- **RECORDS SHOWN**
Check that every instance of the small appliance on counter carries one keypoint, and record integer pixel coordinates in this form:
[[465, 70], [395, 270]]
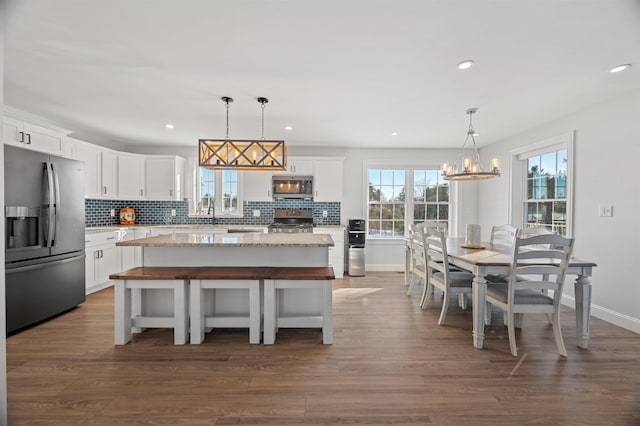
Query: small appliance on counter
[[291, 221], [127, 216], [356, 234]]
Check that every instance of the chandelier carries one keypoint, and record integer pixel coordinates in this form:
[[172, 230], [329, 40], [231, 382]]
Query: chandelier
[[240, 154], [470, 168]]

- **TASK DIRECTIONS**
Copy out each line of the data that has the word "pixel" in it.

- **ANSWER FOR THE TASK**
Check that every instance of the small appliance on counter carries one keypoint, and record integer pixel coordinates in this form:
Check that every instance of the chandelier carries one keypoint, and record integer pixel coordinates in this form:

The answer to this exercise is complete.